_STUDY TEXT_
Namely, mice and rats.

My friend was all happy about catching a cute mouse and letting it go again – with a calf-nut in its mouth. Calf-nut seems to be a very Irish term, and yes; it makes me giggle a bit. I try not to giggle out loud. It is just a name for cattle feed. I said I’d rather carry Mr Jingles a lot further away, myself. He then told me that once, his sister didn’t go far enough away with her captured mousie and her cat came back grinning with Mr Jingles a cold corpse in his mouth.

Then he said he hated cats (for killing cute mousies).

I, of course, stated about a billion reasons not to hate cats. This is not what I’m here to ramble about.

Then said he hated rats. I personally don’t see any difference between a wild mouse and a wild rat. They both carry a disease here; a pretty nasty, hard-to-diagnose one: Weil’s.

I’d decided to attempt to gross him out, however (because I just LOVE grossing out grown-ass-men, it’s a hobby of mine. And he deserved it for saying he hated cats). So I told him this story. And since I had to type it all out for him, now I’m going to try to gross out all of you, too.

I like to share.

I had lived for several years in a house in Akron, Ohio, with one human, two cats and My Good Dog. For two days, I had noticed that the cats had been staring at a particular cabinet door. They weren’t trying to open it, and not making any noises: just staring. Since that’s where the dog and cat kibble was kept, I didn’t think too much of it.

Until I reached my arm into this same cabinet, into the dark cabinet, under the counter, and deep into a dark bag of kitty kibble. And. I felt something MOVE against my reaching fingers.

I’m pretty sure I made a noise I will always, always, be ashamed of. The other human in the house ran like hell at the noise I’d made, knowing well that if I was freaked out, it was serious. I slammed the cabinet door, and yelled at the cats for being useless.

_WORK REQUEST 1_
Could you retype the portion of the mouse-and-rat story that opens with the words containing "Then said he" and closes with "of you, too."?
_WORK REQUEST 2_
Can you write what comes next in the story about the creature in the cabinet of pet kibble, picking up after its last sentence?
You won't need the collection entries for any of this.

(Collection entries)

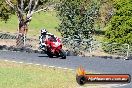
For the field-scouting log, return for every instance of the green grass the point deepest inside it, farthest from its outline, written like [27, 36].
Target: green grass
[14, 75]
[46, 20]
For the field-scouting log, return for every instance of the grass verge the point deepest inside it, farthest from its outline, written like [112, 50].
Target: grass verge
[14, 75]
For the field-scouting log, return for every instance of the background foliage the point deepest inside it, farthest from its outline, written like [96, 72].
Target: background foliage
[120, 26]
[77, 16]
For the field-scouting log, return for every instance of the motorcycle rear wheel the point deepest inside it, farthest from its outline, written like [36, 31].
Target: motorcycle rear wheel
[50, 55]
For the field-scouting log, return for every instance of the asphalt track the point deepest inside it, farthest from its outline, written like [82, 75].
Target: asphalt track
[90, 64]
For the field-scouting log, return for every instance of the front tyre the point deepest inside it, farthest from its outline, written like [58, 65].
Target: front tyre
[50, 55]
[62, 54]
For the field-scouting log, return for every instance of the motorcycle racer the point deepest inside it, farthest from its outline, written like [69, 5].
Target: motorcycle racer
[44, 36]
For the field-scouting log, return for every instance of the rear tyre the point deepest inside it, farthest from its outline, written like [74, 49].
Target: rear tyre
[62, 54]
[49, 54]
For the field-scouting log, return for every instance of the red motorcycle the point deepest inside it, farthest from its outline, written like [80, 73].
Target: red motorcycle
[54, 47]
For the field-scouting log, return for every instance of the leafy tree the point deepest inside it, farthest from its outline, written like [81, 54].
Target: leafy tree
[77, 17]
[24, 9]
[120, 30]
[5, 10]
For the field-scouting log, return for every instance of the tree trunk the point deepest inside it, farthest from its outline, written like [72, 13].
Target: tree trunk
[22, 31]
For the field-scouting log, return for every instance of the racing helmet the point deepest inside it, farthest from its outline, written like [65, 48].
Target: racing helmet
[43, 31]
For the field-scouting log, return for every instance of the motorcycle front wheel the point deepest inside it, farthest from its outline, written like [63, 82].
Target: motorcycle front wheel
[62, 54]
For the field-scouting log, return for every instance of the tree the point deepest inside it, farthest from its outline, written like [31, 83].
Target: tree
[24, 9]
[5, 11]
[120, 30]
[77, 16]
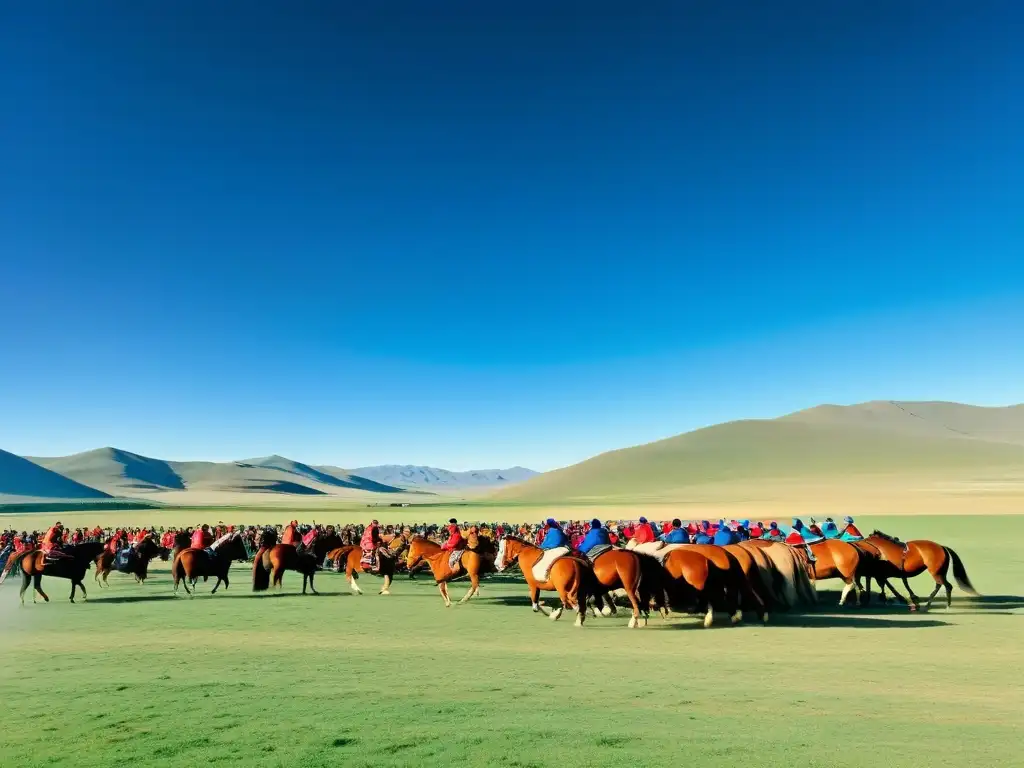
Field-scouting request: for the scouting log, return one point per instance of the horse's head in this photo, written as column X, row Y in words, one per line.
column 508, row 553
column 418, row 547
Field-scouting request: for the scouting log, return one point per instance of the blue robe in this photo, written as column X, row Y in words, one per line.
column 724, row 537
column 594, row 538
column 555, row 538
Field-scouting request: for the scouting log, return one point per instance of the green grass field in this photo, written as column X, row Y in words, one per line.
column 136, row 676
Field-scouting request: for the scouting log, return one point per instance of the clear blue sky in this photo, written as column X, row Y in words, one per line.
column 483, row 233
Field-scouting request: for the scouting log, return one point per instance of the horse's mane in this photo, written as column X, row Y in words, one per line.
column 223, row 539
column 888, row 538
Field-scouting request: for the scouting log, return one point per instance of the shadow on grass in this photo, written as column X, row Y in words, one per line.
column 819, row 622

_OUTPUT 1_
Then said he hated rats. I personally don’t see any difference between a wild mouse and a wild rat. They both carry a disease here; a pretty nasty, hard-to-diagnose one: Weil’s.

I’d decided to attempt to gross him out, however (because I just LOVE grossing out grown-ass-men, it’s a hobby of mine. And he deserved it for saying he hated cats). So I told him this story. And since I had to type it all out for him, now I’m going to try to gross out all of you, too.

_OUTPUT 2_
Then I steeled myself to play the game, “what’s in the bag?”

I pulled the bag of cat food out into the light, slowly, gently… trying to avoid making that noise again. The cats had run out behind the human; useless pampered indoor kitties… luckily My Good Dog, Shade, was right there, very excited and willing to help. I recalled the very sad dead-baby-bunny-incident, and knew Shade was well able to help me with whatever might be lurking in the depths of my Purina Cat Chow.

As they piled out of the bag, one by one, he killed all five sewer rats, one by one. It was a blur of quick death. But I can still see their nasty, scaly, peeling tails. Despite his blood-lust, he let me take their nasty, filthy, grey, scabby-tailed bodies out of his mouth. Such a good boy. I took them outside and dropped them in the city sewer grate. Ashes to ashes, sewer to sewer.

The eejits who had owned the house previously had moved the kitchen sink, but never removed or capped the pipe that led down to the sewer. It never smelled bad, so it was never a problem. That week it had rained a lot. A lot. I can only think the water level was so high that the nasty rats could reach our pipe and decided they had found nirvana there in the warm dry dark full of food.

They never expected me and My Good Dog, Shade.